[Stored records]
━━━━━━━━━━━━━━━━━━━━

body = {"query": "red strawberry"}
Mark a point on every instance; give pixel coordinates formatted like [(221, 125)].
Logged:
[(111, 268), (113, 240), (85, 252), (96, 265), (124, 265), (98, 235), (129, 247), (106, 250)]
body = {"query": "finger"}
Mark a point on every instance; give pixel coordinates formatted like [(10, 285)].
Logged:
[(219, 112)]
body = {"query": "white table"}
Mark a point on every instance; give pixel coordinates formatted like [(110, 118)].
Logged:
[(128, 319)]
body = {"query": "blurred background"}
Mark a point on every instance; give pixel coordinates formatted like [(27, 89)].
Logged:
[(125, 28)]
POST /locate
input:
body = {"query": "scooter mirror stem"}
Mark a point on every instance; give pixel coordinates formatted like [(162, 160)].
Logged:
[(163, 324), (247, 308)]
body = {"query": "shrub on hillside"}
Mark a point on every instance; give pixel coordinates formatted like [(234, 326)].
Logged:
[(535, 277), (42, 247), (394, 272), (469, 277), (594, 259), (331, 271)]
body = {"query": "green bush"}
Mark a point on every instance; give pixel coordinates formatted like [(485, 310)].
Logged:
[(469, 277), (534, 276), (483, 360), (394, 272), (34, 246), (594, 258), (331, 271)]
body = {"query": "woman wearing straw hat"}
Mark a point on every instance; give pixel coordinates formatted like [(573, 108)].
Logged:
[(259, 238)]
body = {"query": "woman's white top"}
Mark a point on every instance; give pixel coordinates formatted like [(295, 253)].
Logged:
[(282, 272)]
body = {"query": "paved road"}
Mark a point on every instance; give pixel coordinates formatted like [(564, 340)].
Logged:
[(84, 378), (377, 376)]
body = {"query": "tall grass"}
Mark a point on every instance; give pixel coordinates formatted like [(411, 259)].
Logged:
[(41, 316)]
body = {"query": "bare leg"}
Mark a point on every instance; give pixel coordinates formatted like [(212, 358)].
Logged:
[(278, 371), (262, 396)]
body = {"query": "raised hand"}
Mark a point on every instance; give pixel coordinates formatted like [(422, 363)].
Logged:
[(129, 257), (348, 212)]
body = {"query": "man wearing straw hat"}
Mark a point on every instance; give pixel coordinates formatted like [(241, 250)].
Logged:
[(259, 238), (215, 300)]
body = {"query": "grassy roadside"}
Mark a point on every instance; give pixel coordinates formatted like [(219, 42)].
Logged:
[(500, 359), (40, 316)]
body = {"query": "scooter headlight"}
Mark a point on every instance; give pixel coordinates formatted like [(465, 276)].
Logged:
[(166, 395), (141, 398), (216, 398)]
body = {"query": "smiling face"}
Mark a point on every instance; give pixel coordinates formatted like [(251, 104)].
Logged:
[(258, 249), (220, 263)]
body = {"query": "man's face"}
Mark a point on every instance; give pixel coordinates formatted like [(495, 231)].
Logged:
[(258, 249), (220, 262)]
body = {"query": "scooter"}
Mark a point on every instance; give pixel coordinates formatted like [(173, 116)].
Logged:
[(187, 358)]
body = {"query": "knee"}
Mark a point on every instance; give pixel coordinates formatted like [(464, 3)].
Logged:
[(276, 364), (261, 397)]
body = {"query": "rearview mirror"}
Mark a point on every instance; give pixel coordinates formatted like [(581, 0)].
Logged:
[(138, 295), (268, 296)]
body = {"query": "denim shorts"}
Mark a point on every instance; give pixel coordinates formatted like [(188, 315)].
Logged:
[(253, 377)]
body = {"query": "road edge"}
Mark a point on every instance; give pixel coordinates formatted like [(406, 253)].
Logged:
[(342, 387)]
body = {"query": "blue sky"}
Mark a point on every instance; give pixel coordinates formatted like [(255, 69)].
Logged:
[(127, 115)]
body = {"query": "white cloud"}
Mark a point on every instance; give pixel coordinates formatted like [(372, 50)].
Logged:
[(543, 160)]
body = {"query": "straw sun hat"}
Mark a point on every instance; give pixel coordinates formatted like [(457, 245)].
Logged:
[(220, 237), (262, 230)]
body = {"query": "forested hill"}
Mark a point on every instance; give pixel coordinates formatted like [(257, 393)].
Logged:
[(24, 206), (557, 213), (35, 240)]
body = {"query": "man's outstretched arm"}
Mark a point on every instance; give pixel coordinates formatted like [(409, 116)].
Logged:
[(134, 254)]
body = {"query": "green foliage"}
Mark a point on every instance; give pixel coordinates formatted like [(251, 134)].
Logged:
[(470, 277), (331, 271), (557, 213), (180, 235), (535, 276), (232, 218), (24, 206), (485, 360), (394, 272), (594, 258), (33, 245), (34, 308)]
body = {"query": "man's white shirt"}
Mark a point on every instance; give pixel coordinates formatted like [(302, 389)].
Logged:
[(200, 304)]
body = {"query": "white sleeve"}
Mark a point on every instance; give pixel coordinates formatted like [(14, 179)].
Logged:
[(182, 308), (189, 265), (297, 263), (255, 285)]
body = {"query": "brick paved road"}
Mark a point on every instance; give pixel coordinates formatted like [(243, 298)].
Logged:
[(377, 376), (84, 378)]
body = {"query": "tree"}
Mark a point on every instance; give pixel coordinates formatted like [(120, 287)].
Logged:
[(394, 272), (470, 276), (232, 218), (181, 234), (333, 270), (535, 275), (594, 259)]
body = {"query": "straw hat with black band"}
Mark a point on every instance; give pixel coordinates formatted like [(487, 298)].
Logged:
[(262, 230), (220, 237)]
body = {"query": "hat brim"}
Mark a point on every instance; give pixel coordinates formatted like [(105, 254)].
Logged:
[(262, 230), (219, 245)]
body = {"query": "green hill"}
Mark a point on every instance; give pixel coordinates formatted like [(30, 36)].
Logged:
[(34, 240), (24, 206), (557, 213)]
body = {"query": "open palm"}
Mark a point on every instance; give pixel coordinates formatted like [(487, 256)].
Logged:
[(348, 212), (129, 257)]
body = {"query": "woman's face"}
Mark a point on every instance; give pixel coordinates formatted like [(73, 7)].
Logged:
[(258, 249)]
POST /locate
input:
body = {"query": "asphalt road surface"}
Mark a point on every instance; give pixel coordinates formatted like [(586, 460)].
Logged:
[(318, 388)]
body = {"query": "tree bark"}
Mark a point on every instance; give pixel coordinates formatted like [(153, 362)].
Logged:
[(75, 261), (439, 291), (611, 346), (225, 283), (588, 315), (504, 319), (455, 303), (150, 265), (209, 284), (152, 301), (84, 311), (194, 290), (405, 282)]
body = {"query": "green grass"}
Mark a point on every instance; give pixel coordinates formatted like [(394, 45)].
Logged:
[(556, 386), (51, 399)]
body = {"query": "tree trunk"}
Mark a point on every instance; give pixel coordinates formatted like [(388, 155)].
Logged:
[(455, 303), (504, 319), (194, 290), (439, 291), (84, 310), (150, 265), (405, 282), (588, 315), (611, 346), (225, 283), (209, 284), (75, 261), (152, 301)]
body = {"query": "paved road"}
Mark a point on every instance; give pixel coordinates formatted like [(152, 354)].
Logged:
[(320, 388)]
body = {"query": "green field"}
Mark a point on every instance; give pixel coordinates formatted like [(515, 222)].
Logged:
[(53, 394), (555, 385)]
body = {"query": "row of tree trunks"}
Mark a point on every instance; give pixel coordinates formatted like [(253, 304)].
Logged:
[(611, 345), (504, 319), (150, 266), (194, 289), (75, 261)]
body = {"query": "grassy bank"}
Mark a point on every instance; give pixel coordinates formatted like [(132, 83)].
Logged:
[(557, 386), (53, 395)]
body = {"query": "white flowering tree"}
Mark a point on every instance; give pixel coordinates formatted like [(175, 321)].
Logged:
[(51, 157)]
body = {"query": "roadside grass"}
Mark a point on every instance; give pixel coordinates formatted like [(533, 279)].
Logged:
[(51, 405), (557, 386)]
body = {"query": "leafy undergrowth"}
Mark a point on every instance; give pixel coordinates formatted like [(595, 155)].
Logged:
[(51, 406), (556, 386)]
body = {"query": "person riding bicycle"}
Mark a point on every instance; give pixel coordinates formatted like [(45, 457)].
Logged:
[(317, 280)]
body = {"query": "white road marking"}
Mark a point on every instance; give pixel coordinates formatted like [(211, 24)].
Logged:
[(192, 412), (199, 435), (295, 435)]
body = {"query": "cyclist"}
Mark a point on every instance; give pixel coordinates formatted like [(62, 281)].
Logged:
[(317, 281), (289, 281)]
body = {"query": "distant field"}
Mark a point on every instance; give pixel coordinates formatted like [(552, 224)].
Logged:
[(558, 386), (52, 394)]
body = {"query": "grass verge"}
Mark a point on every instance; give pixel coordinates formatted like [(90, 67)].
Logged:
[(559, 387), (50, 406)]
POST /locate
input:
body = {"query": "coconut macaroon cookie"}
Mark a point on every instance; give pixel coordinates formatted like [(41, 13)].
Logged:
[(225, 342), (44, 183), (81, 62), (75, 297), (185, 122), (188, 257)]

━━━━━━━━━━━━━━━━━━━━

Filter the records above down to every line that contains the string "green", and copy each of those lines.

**Reply:**
body = {"query": "green bush"}
body = {"query": "green foliage"}
body = {"query": "green hill"}
body = {"query": "green grass"}
body = {"query": "green field"}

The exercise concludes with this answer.